Exercise tasks:
#1 In the article on conflict of tort laws, what was always the principal consideration in the early attempts at a choice of law rule for tort?
#2 Copy out the passage of the article on conflict of tort laws from "In conflict of" up to and including "or damage suffered.".

Source:
<<<<

= Conflict of tort laws =

Aspect of law

In conflict of laws, the choice of law rules for tort are intended to select the lex causae by which to determine the nature and scope of the judicial remedy to claim damages for loss or damage suffered.

==History==
The first attempts to establish a coherent choice of law rule for tort cases involving a foreign law element varied between favouring the lex fori (i.e. the law of the court) and the lex loci delicti commissi (i.e. the law of the place where the tort was committed). The public policy of territorial sovereignty was always the principal consideration. Hence, the forum courts claimed their right to apply their laws to determine whether any lawsuit initiated in their jurisdiction allowed a remedy. Equally, it is the commission of a tort that vests a right of action in a claimant and therefore, it should always be for the law of the place where that right was created to determine the extent of any remedy flowing from it. In the end, a compromise emerged where the lex loci delicti was the first point of reference but courts retained a discretion to substitute the lex fori if the foreign law was deemed unfair and other practical considerations pointed to the application of forum law.

>>>>

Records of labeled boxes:

<<<<

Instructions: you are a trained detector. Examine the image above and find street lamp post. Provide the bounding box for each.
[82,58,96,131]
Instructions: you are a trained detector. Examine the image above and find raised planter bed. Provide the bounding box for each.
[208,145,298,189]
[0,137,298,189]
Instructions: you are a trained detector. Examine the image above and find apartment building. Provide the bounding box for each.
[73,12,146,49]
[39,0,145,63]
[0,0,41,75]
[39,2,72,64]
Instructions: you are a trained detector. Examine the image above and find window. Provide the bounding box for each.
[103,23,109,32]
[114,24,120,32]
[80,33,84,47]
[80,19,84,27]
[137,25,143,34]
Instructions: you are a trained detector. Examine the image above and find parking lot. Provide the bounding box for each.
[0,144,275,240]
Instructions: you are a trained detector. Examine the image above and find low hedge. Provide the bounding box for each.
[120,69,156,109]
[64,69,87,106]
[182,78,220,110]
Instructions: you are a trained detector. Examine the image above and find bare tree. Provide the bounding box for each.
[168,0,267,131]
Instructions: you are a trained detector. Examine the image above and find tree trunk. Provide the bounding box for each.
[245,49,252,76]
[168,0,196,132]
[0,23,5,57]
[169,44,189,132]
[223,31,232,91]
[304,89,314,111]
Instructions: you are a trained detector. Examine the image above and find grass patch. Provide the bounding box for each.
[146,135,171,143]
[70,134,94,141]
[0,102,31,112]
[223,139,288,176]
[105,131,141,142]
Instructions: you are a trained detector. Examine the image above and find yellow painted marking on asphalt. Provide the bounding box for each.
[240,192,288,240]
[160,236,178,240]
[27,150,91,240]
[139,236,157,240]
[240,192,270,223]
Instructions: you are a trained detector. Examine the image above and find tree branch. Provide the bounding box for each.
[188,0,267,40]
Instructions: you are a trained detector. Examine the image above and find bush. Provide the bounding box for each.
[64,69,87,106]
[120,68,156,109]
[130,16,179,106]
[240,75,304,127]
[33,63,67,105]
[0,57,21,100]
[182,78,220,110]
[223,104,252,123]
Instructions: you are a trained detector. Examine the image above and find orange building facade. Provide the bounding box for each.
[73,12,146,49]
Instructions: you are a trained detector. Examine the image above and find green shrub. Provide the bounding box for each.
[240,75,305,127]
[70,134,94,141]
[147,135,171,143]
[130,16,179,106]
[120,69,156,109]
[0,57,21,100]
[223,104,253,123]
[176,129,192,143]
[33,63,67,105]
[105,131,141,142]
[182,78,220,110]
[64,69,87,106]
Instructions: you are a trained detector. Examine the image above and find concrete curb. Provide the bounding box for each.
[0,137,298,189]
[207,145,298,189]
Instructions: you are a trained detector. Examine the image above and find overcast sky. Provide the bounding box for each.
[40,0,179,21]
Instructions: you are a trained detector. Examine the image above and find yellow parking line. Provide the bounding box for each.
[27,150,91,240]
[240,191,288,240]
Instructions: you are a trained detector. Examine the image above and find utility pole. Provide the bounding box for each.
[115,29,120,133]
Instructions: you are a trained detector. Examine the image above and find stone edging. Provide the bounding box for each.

>>>>

Written answers:
#1 The public policy of territorial sovereignty was always the principal consideration.

#2
In conflict of laws, the choice of law rules for tort are intended to select the lex causae by which to determine the nature and scope of the judicial remedy to claim damages for loss or damage suffered.